[Point placement records]
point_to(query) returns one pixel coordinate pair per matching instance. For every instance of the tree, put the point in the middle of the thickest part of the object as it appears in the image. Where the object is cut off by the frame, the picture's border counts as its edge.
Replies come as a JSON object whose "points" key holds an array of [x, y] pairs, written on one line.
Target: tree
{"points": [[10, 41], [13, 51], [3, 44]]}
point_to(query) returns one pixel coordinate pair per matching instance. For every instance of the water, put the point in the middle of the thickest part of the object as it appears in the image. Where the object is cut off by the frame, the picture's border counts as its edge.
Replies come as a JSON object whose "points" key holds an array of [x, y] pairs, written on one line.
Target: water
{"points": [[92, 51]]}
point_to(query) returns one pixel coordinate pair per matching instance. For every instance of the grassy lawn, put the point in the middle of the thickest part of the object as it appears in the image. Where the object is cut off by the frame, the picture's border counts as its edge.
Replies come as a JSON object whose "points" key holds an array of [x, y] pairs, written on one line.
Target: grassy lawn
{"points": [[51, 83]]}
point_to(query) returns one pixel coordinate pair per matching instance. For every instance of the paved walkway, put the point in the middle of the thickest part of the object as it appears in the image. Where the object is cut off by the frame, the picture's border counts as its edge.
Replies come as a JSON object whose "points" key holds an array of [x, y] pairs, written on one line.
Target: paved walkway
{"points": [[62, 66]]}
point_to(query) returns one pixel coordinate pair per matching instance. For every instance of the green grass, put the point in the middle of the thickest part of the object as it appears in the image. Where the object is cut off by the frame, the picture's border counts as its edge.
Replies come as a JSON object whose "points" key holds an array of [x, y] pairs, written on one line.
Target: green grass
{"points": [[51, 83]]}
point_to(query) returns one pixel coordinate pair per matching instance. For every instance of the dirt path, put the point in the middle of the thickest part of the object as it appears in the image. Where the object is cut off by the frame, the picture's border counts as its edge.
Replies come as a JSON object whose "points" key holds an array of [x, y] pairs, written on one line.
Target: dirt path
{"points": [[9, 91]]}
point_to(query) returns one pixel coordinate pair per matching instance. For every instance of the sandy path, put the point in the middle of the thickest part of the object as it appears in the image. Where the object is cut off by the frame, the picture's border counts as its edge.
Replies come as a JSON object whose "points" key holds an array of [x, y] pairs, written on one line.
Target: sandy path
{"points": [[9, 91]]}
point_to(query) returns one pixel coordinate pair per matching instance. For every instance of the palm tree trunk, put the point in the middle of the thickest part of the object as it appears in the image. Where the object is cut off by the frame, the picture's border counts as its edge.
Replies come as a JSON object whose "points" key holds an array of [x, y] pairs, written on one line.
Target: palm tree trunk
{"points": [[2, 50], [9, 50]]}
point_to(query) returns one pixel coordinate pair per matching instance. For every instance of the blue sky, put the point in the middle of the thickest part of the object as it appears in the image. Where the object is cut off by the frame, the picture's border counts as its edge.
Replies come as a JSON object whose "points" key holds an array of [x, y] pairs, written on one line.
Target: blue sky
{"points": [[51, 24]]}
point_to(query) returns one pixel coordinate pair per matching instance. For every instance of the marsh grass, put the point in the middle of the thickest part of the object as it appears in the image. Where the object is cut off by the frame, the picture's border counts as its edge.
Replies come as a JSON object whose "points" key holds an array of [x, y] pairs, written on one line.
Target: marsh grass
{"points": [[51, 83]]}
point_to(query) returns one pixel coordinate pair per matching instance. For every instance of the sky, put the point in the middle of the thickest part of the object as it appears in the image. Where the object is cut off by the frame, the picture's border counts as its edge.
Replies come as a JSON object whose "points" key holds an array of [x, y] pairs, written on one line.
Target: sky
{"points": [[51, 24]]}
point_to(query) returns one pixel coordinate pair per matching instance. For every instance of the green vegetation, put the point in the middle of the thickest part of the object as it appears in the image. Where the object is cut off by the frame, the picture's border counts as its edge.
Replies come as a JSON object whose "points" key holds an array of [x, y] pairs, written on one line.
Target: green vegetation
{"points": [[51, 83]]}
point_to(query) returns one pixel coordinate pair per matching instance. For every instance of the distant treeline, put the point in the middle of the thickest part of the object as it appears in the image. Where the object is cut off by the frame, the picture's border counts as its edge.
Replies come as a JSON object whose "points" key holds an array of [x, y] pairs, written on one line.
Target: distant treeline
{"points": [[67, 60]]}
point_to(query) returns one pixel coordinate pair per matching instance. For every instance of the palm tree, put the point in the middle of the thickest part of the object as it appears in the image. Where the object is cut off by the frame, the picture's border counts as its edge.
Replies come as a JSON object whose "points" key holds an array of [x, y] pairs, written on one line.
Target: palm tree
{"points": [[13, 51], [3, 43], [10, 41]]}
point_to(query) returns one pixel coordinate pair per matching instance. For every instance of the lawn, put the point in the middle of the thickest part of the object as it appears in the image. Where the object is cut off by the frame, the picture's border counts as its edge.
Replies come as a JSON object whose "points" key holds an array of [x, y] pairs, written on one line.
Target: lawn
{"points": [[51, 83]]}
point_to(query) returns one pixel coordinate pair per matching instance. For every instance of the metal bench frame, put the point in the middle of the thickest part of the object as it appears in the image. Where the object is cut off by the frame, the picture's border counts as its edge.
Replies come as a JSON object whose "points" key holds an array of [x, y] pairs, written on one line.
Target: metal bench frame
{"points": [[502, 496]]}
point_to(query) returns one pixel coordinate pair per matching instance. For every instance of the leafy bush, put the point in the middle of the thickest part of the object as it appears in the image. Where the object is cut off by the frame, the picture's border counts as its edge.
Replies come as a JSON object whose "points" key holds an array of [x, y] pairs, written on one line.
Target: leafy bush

Written exercise: Give back exactly the lines that run from the line with "of the leafy" through the close of the material, counting both ends, and nothing more.

Solution to this problem:
point_to(query) returns one pixel coordinate pair per matching instance. For every instance of the leafy bush, put the point in the middle of the thickest part of the object as it appears in the image. Where the object is cut off by the frame, the picture's border counts as its edge.
Replies come as a JSON object whose "points" key holds an array of [x, y] pairs, written on one line.
Target: leafy bush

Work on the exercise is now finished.